**SHORT EXERCISE**
Pick up the article on high-performance streaming data processing for the Nasdaq and BIST project and continue it from its last sentence.
— START OF SELECTED EXCERPT —
High Performance Streaming Data Processing Implementation and Analysis

Introduction

This article is more like a proof of concept of an implementation of microservice development, based on a real world implementation of a specific project build on top of integration of two stock markets, Nasdaq and BIST. The project requires different type of approaches and know-how which can be grouped into two categories, stream data api implementation and data analysis. Both sides have different challenges as they have different requirements.

At the early first kick of the project, the development team needs a flexible and portable environments for their micro services. Different versions of a particular service should be easily deployed to the proper environment by keeping consistency stable. These level of automation should solve problems such as dependency management, service discovery, test automation and lightweight deployments. All these know-how should be shared and understood to almost every member of the working group to provide easy integration to the project.

Data Streaming Project Use Case Analysis

The aim of the project is -simply- developing a low latency data streaming api to the clients in order to provide a wide variety of financial data. Streaming data needs to be consistent and low latency for the clients since It contains transaction messages as well as market data information. The market is highly competitive environment therefore delivering consistent data in a low latency is another asset by the means of quality.

Core part of the API  is responsible for receiving, transforming, logging and propagating the stream data to the clients. As the architecture implies, there are independent I/O operations on top of one single stream input which requires a lock-free concurrent engine. Therefore  It is crucial to point out that providing the consistent stream data and the result of how the market is behaving is important for clients. This is where machine learning part of our project comes in, where one can run any sort of machine learning algorithm to teach the behavior of the market based on the state of orderbook and trading aggressiveness of an instant time which follows up to the possibility to make a prediction to open up a position for the near-real time. One of the main motivation of this part of the work is strongly related with behavioral finance which is a research field which concentrates on to understand characteristics of collective behavior of individuals. So we wanted to introduce an engine consists of different pluggable components to understand that behavior from trading characteristics of individuals, so that we can even identify what is happening through the country behaviorally by just observing market data. We would have hopefully wanted to come to a point where without knowing the semantic meaning of flowing data, we can detect any anomalies which mostly caused by an abnormal news in a related community near-real time.

Business Analysis

On the case we chose to work on, people create transaction by using financial asset either by buying or selling. These transactions is basically function of the time. In the streaming data processing, theoretically any algorithm is behind the present. In today’s computational work, this is an inevitable truth due to the couple of latencies exits in the environment such as; cpu cycles, cpu caches, ram, disk, and the worst one is the network latency. These can be expressed as physical factors which get any better with proper hardware or service combinations. Therefore, finding the feasible product or service (feasible covers the affordable price and manageable service or hardware sets), eliminates all the factors left to the performance of software developed. In the beginning, we planned to develop high performance, portable, modular, scalable, easily configurable microservice oriented software services.

Tools, Libraries and Services Used

From both the infrastructure and software development point of view, there have been many tools, libraries and services are used within the development phase. All these terms are applicable for production cases as well (with the proper specs and configurations for the real world requirements).
— END OF SELECTED EXCERPT —
— START OF DATA RECORDS —
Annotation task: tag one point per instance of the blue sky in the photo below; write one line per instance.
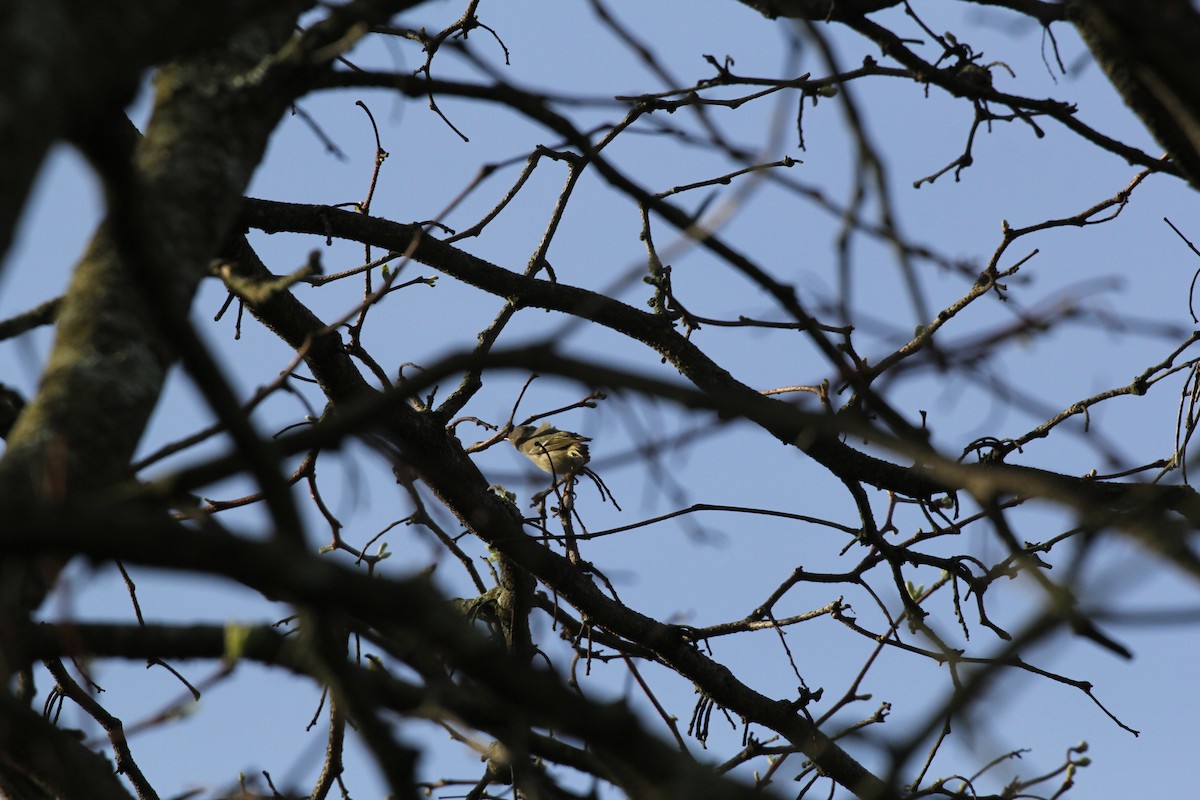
(717, 566)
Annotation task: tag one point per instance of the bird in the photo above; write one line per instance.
(559, 452)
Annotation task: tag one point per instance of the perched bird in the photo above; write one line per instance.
(561, 452)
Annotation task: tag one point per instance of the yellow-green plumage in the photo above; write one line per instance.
(561, 452)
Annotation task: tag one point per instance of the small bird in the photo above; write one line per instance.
(559, 452)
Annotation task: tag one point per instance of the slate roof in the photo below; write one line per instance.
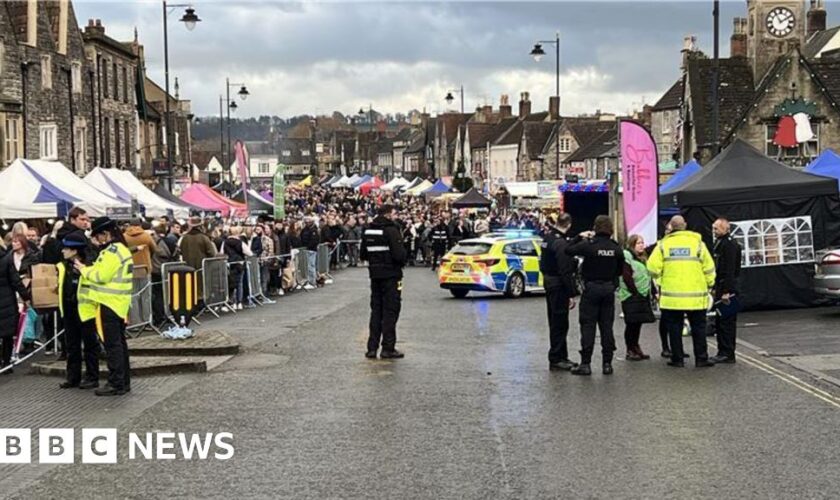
(672, 98)
(604, 145)
(536, 136)
(736, 93)
(818, 41)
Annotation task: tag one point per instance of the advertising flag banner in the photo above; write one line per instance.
(639, 172)
(280, 192)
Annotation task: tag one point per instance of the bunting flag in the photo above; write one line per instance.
(640, 176)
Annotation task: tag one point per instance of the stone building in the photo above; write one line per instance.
(778, 90)
(44, 81)
(114, 70)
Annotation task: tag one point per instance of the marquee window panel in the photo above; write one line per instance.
(775, 242)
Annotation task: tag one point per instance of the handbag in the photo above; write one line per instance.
(637, 309)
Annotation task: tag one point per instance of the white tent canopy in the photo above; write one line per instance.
(122, 184)
(37, 189)
(395, 183)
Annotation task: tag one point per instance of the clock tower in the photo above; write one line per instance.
(775, 27)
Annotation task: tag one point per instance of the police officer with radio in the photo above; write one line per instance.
(603, 262)
(558, 271)
(383, 249)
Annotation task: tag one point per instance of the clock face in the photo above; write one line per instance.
(780, 22)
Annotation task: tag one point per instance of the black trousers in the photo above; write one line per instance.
— END OF DATA RECORDS —
**RESULT**
  • The core business logic nodes is implemented in Java using the Vertx library. There are a couple of nice features we have got as advantage.
  • Vertx provides a high level of abstraction on running multiple JVMs as a cluster of nodes (on top of Hazelcast). This is a win-win feature both for development ( abstraction and implementation are easily configurable ) and operation side ( any JVM microservice can be scalable and failsafe without thinking about the sticky objects such as distributed stateful messages )
  • Service discovery feature is required both for adding and removing nodes to the cluster and leader election for stream data producer node. Zookeeper provides both leader election and service discovery features. Beside that, It is highly available out of the box, which is a win-win feature again.
  • All JVMs run inside individual Docker containers.  Even more with docker-compose and swarm, we can deploy and test multiple AND/OR multi-tier microservices on any computational platform.
  • Many AWS services are used for IaaS and SaaS such as, EC2, S3, Cloudfront, Lambda Function, ECR, Route 53, VPC, SES. These kind of resource level automation is applied by Terraform.
  • Saltstack is for provisioning the EC2 instances and Docker deployments.
  • Zabbix and Sysdig is for monitoring instances at the least granular level.
  • Jenkins, sits in the middle of the development life cycle by running automated builds/tests and deployments.

Data Center Level Fail Safety

The API needs to be failsafe both in the cluster level and data center level. For the purpose of obtaining the fail safe data centers, we choose to behave them as completely separated environments. Each DC can be interpreted as an abstraction of endpoint, working, being managed, monitored and automated in exactly the same way as others. Therefore, It is like each of the data center is like one giant server providing the same services.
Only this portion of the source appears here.